Text to read:
※ ※ ※

= 1936 Illinois elections =

Elections were held in Illinois on Tuesday, November 3, 1936.

Primaries were held April 14, 1936.

The elections overall saw a strong performance by the Democratic Party.

Democrats retained their control of both chambers of the Illinois General Assembly and all statewide executive offices, winning all the statewide executive offices by broad margins. Democrats swept the election for University of Illinois trustees. Democrats also carried the state in the presidential election. Democratic United States senator J. Hamilton Lewis was reelected. Democrats retained all 21 U.S. congressional seats they held in the state, while Republicans retained all six seats they held.

==Election information==
===Turnout===
In the primaries, 2,674,613 ballots were cast (1,597,418 Democratic and 1,077,195 Republican).

In the general election, 3,995,088 ballots were cast.

==Federal elections==
=== United States president ===

Illinois voted for the Democratic ticket of Franklin D. Roosevelt and John Nance Garner.

=== United States Senate ===

Democrat J. Hamilton Lewis won reelection to a second consecutive, and third overall, term in the United States Senate.

※ ※ ※

Dataset entries:
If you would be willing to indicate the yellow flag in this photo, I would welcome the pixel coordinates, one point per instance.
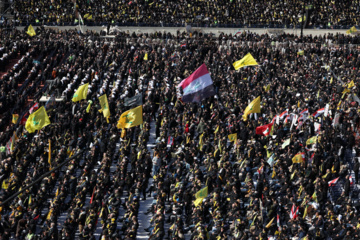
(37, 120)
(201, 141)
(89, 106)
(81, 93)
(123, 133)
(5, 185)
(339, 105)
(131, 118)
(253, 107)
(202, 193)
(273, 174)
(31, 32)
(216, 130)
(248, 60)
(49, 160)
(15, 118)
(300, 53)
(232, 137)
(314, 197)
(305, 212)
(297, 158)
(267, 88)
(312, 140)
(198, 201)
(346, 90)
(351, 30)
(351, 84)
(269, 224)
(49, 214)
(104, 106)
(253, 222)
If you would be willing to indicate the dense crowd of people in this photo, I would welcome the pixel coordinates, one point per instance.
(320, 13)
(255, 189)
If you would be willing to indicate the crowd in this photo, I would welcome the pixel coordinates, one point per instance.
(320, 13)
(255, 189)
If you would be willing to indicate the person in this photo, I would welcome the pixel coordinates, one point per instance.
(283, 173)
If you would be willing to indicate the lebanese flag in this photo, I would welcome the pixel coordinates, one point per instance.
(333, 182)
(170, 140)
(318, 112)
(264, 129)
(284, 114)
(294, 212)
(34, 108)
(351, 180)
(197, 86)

※ ※ ※

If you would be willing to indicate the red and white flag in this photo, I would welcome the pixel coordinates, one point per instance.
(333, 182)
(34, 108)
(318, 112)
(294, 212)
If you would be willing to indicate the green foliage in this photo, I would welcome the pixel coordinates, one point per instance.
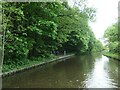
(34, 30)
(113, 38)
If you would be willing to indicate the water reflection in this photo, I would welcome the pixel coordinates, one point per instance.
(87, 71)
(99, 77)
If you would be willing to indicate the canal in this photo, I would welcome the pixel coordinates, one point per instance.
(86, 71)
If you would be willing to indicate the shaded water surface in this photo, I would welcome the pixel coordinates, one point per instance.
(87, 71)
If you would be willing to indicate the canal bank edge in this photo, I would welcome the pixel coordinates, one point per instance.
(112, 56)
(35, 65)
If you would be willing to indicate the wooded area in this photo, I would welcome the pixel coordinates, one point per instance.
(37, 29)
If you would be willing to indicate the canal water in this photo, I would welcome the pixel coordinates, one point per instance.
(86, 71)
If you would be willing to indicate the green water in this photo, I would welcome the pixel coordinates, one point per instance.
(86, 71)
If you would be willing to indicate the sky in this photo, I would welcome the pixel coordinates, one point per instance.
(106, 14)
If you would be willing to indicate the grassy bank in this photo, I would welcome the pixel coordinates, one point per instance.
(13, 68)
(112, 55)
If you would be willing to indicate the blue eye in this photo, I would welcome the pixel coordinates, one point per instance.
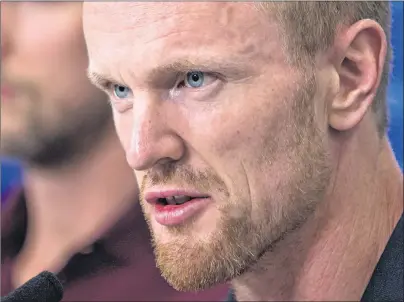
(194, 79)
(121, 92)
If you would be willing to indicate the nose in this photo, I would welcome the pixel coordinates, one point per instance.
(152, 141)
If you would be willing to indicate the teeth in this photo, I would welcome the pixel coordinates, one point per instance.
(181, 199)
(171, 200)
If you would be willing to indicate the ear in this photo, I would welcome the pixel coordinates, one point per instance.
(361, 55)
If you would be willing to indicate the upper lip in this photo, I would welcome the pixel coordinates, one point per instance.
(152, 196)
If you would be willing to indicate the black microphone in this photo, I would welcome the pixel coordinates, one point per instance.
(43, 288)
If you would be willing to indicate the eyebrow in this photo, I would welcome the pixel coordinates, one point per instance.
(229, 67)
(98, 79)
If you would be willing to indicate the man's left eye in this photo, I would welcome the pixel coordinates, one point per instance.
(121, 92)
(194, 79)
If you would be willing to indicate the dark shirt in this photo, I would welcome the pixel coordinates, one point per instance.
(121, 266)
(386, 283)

※ ※ ※

Instructions:
A. Decide whether each statement agrees with the passage on the 1936 Illinois elections, answering yes or no and quoting the words of the passage that settle it.
(i) The primaries took place in April 1936.
(ii) Republicans gained U.S. congressional seats in Illinois.
(iii) Democrats lost control of one chamber of the Illinois General Assembly.
B. Answer these questions from the passage on the 1936 Illinois elections.
(i) How many ballots were cast in the general election?
(ii) Who was Franklin D. Roosevelt's running mate on the ticket Illinois voted for?
(iii) How many Republican ballots were cast in the primaries?
C. Write a continuation of the passage on the 1936 Illinois elections, starting after its last sentence.
The records have no connection to the passage on the 1936 Illinois elections.

Replies:
A.
(i) Yes: "Primaries were held April 14, 1936."
(ii) No: "Democrats retained all 21 U.S. congressional seats they held in the state, while Republicans retained all six seats they held."
(iii) No: "Democrats retained their control of both chambers of the Illinois General Assembly"

B.
(i) 3,995,088
(ii) John Nance Garner
(iii) 1,077,195

C.
=== United States House ===

All 27 Illinois seats in the United States House of Representatives were up for election in 1936.

No seats switched parties. The partisan makeup of the state's United States House of Representatives delegation remained 21 Democrats and six Republicans.

==State elections==
===Governor===

Incumbent first-term governor Henry Horner, a Democrat, won reelection.

====Democratic primary====
The Chicago political machine unsuccessfully ran Chicago Board of Health president Herman Bundesen against the incumbent Henry Horner in retribution for Horner having vetoed a bill that would have allowed bookies to legally operate, a bill favored by Chicago political bosses such as Edward J. Kelly.

=====Candidates=====
- Herman Bundesen, Chicago Board of Health president and Chicago health commissioner, former Cook County coroner
- Henry Horner, incumbent governor
- James Fred Robertson, 1934 U.S. Congress candidate and 1935 Chicago mayoral candidate

=====Results=====

Democratic gubernatorial primary
| Party |  | Candidate | Votes | % |
|---|---|---|---|---|
|  | Democratic | Henry Horner (incumbent) | 820,313 | 54.39 |
|  | Democratic | Herman Bundesen | 659,221 | 43.71 |
|  | Democratic | James Fred Robertson | 28,600 | 1.90 |
|  | Write-in |  | 1 | 0.00 |
| Total votes |  |  | 1,508,135 | 100 |

====Republican primary====
=====Candidates=====
- C. Wayland Brooks, former Cook County assistant state's attorney.
- Oscar E. Carlstrom, former Illinois attorney general
- George W. Dowell, former judge of the Illinois Court of Claims and Progressive nominee for Illinois's 25th congressional district in 1914.
- Thomas P. Gunning, incumbent Illinois state senator
- J. Paul Kuhn, former member of the Illinois Commerce Commission.
- John G. Oglesby, former lieutenant governor of Illinois (publicly withdrew before primary)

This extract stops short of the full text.